* **WHAT YOU WILL DO**
Substitute "latticed window" for "multi-pane window" in the lines from the start of the entries through the line holding "[104,169,114,204]", inclusive, and change nothing else. Give only those lines, without the pictures.

___ DATA FOR PROCESSING

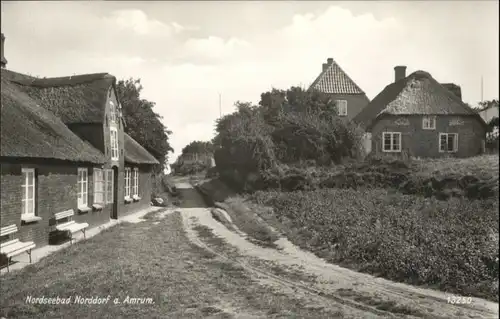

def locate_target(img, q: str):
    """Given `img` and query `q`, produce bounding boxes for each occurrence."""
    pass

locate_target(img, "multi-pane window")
[422,116,436,130]
[337,100,347,116]
[125,167,131,198]
[110,127,119,160]
[109,101,117,123]
[382,132,401,152]
[94,168,104,204]
[104,169,114,204]
[21,168,35,216]
[439,133,458,153]
[78,168,89,207]
[132,167,139,196]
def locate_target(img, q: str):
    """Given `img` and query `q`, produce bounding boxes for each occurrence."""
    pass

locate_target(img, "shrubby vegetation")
[213,87,362,190]
[171,141,214,176]
[116,78,174,172]
[252,189,499,301]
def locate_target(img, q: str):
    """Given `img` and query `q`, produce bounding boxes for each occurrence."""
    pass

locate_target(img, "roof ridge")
[330,58,365,94]
[309,58,366,94]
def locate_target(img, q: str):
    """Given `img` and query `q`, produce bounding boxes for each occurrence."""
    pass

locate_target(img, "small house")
[309,58,370,121]
[353,66,486,157]
[0,35,159,246]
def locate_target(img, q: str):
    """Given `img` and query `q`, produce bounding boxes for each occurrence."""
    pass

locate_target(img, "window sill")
[78,206,91,214]
[21,215,42,224]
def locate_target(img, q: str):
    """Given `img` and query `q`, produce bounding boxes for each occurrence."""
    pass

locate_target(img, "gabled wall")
[329,94,370,121]
[371,115,486,157]
[0,159,111,248]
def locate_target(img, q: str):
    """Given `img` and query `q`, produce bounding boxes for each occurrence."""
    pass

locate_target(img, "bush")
[252,189,499,301]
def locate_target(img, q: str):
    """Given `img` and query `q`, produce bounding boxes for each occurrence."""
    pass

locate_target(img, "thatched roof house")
[0,33,159,246]
[353,66,486,157]
[0,69,106,164]
[353,71,477,129]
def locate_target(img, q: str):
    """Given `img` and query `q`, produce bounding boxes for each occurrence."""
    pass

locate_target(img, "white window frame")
[336,100,347,116]
[382,132,401,153]
[104,169,115,204]
[77,167,89,207]
[109,127,120,161]
[438,133,458,153]
[132,167,139,196]
[125,167,131,199]
[109,101,117,123]
[94,168,104,204]
[422,116,436,130]
[21,168,36,217]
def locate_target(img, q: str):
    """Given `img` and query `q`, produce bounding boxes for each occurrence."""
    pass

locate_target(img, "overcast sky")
[1,1,499,162]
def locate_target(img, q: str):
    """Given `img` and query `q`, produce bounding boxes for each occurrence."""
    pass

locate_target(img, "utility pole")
[481,75,484,102]
[219,93,222,118]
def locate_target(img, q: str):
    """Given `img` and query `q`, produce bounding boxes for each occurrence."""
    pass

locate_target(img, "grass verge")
[0,213,341,318]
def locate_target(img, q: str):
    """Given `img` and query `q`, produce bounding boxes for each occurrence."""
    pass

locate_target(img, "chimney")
[394,65,406,82]
[1,33,7,68]
[441,83,462,101]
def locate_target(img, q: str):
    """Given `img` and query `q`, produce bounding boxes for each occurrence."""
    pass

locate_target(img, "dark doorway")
[111,166,118,219]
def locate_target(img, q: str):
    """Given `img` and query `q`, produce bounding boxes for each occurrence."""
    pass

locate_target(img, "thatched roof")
[6,71,116,124]
[123,133,159,164]
[309,58,365,94]
[0,70,106,164]
[353,71,481,129]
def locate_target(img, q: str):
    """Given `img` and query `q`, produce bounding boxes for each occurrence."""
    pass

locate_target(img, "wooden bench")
[0,224,36,271]
[54,209,89,244]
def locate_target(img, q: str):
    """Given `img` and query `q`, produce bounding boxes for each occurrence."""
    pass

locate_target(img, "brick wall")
[120,166,153,216]
[330,94,370,121]
[0,163,110,247]
[371,115,485,157]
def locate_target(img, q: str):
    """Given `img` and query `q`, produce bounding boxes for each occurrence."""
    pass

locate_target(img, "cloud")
[2,2,498,165]
[107,9,174,36]
[177,36,250,64]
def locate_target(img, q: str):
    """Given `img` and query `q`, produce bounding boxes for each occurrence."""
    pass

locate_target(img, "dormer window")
[110,127,119,161]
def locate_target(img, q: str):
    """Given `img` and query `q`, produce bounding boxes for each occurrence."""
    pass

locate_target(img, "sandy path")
[173,183,498,318]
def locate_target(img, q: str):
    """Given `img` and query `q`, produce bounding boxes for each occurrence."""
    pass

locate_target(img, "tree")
[182,141,214,155]
[116,78,174,168]
[213,87,360,187]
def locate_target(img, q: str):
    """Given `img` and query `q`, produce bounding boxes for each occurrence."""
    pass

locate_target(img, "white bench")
[54,209,89,244]
[0,224,36,271]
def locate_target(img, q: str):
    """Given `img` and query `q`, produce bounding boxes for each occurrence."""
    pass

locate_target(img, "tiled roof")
[309,58,365,94]
[353,71,484,128]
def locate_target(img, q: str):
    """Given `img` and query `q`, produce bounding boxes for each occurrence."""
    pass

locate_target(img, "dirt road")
[176,182,498,318]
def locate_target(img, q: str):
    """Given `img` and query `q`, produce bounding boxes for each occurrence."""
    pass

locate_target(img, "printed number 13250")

______

* **SOLUTION FOR THIS EXERCISE**
def locate_target(img, q: str):
    """Given `img` and query `q`, produce bounding boxes for each occurrence."""
    pass

locate_target(img, "latticed window")
[422,116,436,130]
[337,100,347,116]
[125,167,131,198]
[110,127,119,160]
[109,101,117,123]
[382,132,401,152]
[94,168,104,204]
[104,169,114,204]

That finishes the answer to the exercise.